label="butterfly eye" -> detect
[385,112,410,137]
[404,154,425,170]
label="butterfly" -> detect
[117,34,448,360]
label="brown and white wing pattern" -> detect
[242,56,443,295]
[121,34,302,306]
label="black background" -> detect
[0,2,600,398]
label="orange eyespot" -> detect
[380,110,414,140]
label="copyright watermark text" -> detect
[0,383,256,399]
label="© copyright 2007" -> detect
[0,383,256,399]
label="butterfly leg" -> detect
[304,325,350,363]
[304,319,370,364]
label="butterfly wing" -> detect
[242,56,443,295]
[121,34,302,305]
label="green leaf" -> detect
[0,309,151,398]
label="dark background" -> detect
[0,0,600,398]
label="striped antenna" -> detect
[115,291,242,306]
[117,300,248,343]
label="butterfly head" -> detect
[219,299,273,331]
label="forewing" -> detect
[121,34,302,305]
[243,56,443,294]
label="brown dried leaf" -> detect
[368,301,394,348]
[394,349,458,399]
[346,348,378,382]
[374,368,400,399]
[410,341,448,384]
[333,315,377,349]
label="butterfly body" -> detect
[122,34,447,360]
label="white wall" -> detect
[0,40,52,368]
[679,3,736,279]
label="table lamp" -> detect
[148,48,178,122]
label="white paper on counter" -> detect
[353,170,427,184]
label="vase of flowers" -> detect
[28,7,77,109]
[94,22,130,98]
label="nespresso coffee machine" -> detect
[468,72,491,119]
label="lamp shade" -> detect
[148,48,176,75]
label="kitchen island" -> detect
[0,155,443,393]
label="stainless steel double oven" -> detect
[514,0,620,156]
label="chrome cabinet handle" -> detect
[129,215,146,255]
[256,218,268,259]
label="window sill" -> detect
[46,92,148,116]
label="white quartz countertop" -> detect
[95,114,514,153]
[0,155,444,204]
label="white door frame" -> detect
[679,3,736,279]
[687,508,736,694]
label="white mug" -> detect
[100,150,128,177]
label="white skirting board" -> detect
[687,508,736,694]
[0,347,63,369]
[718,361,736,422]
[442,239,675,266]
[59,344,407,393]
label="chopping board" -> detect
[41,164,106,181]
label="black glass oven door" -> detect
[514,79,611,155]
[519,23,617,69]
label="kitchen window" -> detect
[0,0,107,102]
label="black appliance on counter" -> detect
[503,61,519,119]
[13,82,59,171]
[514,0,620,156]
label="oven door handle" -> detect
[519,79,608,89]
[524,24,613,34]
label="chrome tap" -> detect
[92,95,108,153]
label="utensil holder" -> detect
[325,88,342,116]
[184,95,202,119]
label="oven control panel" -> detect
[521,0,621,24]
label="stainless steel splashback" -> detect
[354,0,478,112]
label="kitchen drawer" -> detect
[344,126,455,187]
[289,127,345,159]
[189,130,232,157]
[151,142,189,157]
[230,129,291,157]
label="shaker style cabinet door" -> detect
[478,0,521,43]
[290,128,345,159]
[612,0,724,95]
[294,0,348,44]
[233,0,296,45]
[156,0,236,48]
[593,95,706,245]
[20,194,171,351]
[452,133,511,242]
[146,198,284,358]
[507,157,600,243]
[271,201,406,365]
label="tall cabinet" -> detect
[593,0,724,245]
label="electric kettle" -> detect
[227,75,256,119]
--------------------------------
Edit the material from its first line through the line containing "[353,170,427,184]", inclusive, changing every "butterfly" to "moth" and leaving everything else as it is. Return only those lines.

** Response **
label="moth eye" -> detect
[385,112,410,137]
[404,154,425,170]
label="moth" -> detect
[117,34,448,360]
label="brown and white wing pattern" -> detect
[242,56,443,295]
[121,34,302,306]
label="black background" -> detect
[0,2,600,398]
label="orange eyespot" -> detect
[380,110,414,140]
label="copyright watermark text" -> detect
[0,383,256,399]
label="© copyright 2007" -> detect
[0,383,256,399]
label="moth leg" -> detect
[304,325,350,363]
[304,319,370,364]
label="moth wing" -> detect
[242,56,443,295]
[121,34,302,305]
label="green leaf" -> detect
[0,309,151,398]
label="dark background" -> detect
[0,0,600,398]
label="striped antenna" -> detect
[115,291,242,306]
[117,300,248,343]
label="moth head" -> detect
[219,299,273,331]
label="forewing" -> detect
[121,34,302,305]
[243,56,443,294]
label="brown dried leaf" -> detect
[368,301,394,348]
[394,349,458,399]
[346,348,378,382]
[374,368,400,399]
[410,341,448,384]
[333,315,377,349]
label="moth body" -> detect
[122,34,447,360]
label="white wall" -> detect
[0,40,52,368]
[679,3,736,279]
label="table lamp" -> detect
[148,48,178,122]
label="white paper on counter" -> detect
[353,170,427,184]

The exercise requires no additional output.